_Your goal_
Extract the full listing below without altering a single character.

* * * * * * * * *

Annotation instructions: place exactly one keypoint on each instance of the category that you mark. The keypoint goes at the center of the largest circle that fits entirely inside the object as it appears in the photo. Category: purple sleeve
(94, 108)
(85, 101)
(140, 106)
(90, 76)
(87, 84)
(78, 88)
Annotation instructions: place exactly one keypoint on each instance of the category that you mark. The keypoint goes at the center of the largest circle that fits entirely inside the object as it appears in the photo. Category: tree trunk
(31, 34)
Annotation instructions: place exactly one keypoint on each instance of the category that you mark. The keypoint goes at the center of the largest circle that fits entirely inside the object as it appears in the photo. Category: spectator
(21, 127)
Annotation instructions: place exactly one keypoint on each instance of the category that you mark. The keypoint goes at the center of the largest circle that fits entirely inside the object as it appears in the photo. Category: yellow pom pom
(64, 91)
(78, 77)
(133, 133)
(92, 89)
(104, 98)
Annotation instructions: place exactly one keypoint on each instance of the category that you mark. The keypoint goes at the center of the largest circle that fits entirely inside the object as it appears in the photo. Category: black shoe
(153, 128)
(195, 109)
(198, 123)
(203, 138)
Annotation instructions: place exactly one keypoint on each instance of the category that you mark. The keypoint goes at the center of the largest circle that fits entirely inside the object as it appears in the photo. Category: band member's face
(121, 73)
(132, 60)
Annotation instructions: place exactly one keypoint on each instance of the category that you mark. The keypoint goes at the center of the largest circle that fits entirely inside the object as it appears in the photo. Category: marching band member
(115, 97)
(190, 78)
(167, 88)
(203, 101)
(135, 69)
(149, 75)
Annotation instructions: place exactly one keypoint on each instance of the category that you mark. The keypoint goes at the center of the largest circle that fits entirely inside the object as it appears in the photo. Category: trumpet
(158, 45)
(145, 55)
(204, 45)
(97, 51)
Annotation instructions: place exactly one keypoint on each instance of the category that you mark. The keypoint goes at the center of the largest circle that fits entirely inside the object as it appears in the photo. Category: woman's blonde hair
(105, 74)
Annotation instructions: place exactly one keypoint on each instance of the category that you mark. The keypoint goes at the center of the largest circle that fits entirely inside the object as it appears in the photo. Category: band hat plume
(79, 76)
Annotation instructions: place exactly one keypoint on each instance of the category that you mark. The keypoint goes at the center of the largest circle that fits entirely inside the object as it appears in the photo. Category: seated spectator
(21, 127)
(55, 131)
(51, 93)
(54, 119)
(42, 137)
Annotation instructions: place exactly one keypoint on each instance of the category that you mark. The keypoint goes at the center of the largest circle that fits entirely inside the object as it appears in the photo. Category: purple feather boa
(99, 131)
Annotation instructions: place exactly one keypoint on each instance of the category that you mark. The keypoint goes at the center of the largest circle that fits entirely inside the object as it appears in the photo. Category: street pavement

* * * * * * * * *

_Answer to the exercise_
Annotation instructions: place exactly one keypoint on each instance of the category that you mark. The keypoint goes at the center of the largest circle that fits entirely inside the object as it appears in the photo. Category: purple sleeve
(94, 108)
(85, 101)
(140, 106)
(90, 76)
(87, 84)
(78, 88)
Annotation instructions: place exactly one keypoint on each instance of the category that you mark. The keypoint goes at the center of the largest circle that fits entirely inside the object as it appears in the photo. Category: tree trunk
(31, 34)
Annotation instructions: place exactly one keypoint on each instance of the category that you mark. The keypoint goes at the center of the largest circle that fits entirely inside the object as it appears in the photo. Category: spectator
(21, 127)
Annotation instructions: place exactly one keypoint on each instance of the category that you mark. The keypoint goes at the center of the largest circle that fits entirely inside the object as it appears in the photo. Category: yellow pom pom
(64, 91)
(78, 77)
(133, 133)
(92, 89)
(104, 98)
Annotation instructions: place exactly one keypoint on each instance of the category that you mark. The keypoint goes at the center of the largest circle that fits entirely inside the object as it appears in the photo. Category: black shoe
(153, 128)
(195, 109)
(198, 123)
(203, 138)
Annotation instructions: place exactly one keypoint on each instance of the category that you mark. The keypoint goes at the center of the largest circle that fits entirely inside the object as it appears in the photo. Category: band member's face
(121, 73)
(132, 60)
Annotation instructions: place exactly one keypoint on each instance of the category that you mark. The keypoint goes at the center of the largest circle that fits entirely inside the object as it appears in the photo. Category: marching band member
(115, 97)
(190, 78)
(167, 88)
(203, 101)
(135, 69)
(149, 75)
Annotation instructions: place exactly one keypoint on each instance of the category that you mark. The keypoint goes at the center of the largest circle that fits entirely inside the object as it appears in the photo. Category: trumpet
(158, 45)
(145, 55)
(204, 45)
(97, 51)
Annotation instructions: place exactly one keypoint on each instance of the category that you mark. The keypoint goes at the center of the largest circle that fits entirely inside the object as it appears in the photo. Category: woman's blonde hair
(105, 74)
Annotation instructions: place exactly one keypoint on each instance of the category that you mark. The keypoint goes at the center of the largest circle that fits entirely inside the object as it appears in the photo. Category: band hat plume
(79, 76)
Annotation instructions: place exactly one keypoint on each instance of the category that you mark. The keypoint goes at the center of the largest circle that fits entirely inside the object as it appears in the photo. Category: seated spectator
(21, 127)
(55, 131)
(51, 93)
(54, 119)
(42, 137)
Annotation instructions: place exactly one keypoint on each instance of the category that you mark. The keypoint goes at the center of the largest circle that fits entirely inside the object as it appears in the photo. Category: purple feather boa
(99, 131)
Annotation instructions: place exactly one keypoint on each instance of the category that you mark. The keypoint goes at the center of the largest circle that fits entirely inside the object as it appears in the photo. Category: street pavement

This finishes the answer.